START

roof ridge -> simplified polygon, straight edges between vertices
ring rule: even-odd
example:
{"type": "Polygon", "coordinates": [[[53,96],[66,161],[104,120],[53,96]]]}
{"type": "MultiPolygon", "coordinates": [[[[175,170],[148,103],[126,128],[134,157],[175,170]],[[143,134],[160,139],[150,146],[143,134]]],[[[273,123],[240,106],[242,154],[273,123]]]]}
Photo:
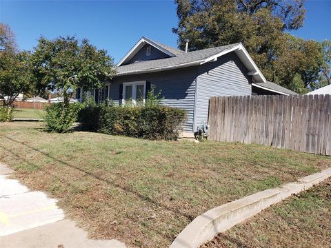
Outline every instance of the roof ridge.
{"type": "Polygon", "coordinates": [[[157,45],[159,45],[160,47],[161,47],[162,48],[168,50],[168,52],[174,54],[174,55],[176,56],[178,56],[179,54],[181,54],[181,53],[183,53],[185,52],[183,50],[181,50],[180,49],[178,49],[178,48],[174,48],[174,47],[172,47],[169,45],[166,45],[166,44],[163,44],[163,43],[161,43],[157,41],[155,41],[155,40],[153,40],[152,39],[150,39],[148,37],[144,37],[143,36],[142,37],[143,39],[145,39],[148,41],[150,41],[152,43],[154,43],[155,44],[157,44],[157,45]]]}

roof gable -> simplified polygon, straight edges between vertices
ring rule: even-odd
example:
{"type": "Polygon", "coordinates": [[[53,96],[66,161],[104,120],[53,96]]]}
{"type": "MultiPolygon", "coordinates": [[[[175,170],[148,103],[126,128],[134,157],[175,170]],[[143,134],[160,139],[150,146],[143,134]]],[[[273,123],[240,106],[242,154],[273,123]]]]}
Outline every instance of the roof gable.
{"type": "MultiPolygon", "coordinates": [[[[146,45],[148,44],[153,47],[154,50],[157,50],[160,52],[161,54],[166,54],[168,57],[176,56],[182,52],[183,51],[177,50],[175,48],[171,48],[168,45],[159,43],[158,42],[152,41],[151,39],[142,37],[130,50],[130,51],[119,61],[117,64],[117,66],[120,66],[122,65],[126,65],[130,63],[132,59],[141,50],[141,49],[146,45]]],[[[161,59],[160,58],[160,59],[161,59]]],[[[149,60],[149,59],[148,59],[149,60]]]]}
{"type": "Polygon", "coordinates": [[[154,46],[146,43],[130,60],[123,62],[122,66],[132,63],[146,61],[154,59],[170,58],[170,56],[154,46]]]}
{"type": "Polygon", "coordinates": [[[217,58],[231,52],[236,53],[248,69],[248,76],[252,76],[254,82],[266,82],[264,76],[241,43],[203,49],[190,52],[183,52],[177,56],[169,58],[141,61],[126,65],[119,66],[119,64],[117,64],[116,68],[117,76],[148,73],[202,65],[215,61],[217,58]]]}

END

Required work: Please put every line of the rows above into a Markdown table with two columns, No. and Line, where each line gets its own number and blank lines are skipped. Leave out the pictures.

The response:
| No. | Line |
|---|---|
| 1 | roof ridge -> simplified polygon, straight edges between vertices |
| 2 | ring rule: even-odd |
| 3 | example: |
| 4 | {"type": "Polygon", "coordinates": [[[53,96],[66,161],[104,120],[53,96]]]} |
| 5 | {"type": "MultiPolygon", "coordinates": [[[[175,170],[148,103],[126,128],[134,157],[175,170]],[[143,134],[160,139],[150,146],[143,134]]],[[[273,123],[240,106],[242,154],[273,123]]]]} |
| 6 | Photo: |
| 7 | Outline every instance of the roof ridge. |
| 8 | {"type": "Polygon", "coordinates": [[[157,45],[159,45],[160,47],[161,47],[162,48],[168,50],[168,52],[174,54],[174,55],[176,56],[178,56],[179,54],[181,54],[181,53],[183,53],[185,52],[183,50],[181,50],[180,49],[178,49],[178,48],[174,48],[174,47],[172,47],[169,45],[166,45],[166,44],[163,44],[163,43],[161,43],[157,41],[155,41],[155,40],[153,40],[152,39],[150,39],[148,37],[144,37],[143,36],[142,37],[143,39],[145,39],[148,41],[150,41],[152,43],[154,43],[155,44],[157,44],[157,45]]]} |
| 9 | roof gable -> simplified polygon, straight edges between vertices |
| 10 | ring rule: even-odd |
| 11 | example: |
| 12 | {"type": "Polygon", "coordinates": [[[53,96],[66,161],[104,120],[53,96]]]} |
| 13 | {"type": "MultiPolygon", "coordinates": [[[[175,170],[148,103],[126,128],[134,157],[175,170]],[[143,134],[160,139],[150,146],[143,134]]],[[[273,123],[240,106],[242,154],[273,123]]]]} |
| 14 | Outline every instance of the roof gable. |
| 15 | {"type": "MultiPolygon", "coordinates": [[[[146,45],[148,44],[153,47],[154,50],[157,50],[160,52],[161,54],[166,54],[168,57],[176,56],[182,52],[183,51],[177,50],[175,48],[171,48],[168,45],[159,43],[158,42],[152,41],[151,39],[142,37],[130,50],[130,51],[119,61],[117,64],[117,66],[120,66],[122,65],[126,65],[130,63],[132,59],[141,50],[141,49],[146,45]]],[[[161,59],[160,58],[160,59],[161,59]]],[[[149,60],[149,59],[148,59],[149,60]]]]} |
| 16 | {"type": "Polygon", "coordinates": [[[154,46],[146,43],[130,60],[123,62],[122,66],[132,63],[146,61],[154,59],[170,58],[170,56],[154,46]]]} |
| 17 | {"type": "Polygon", "coordinates": [[[217,58],[231,52],[236,53],[248,69],[248,76],[252,76],[254,82],[266,82],[264,76],[241,43],[203,49],[190,52],[183,52],[177,56],[169,58],[141,61],[126,65],[119,66],[119,64],[117,64],[116,68],[117,76],[148,73],[202,65],[215,61],[217,58]]]} |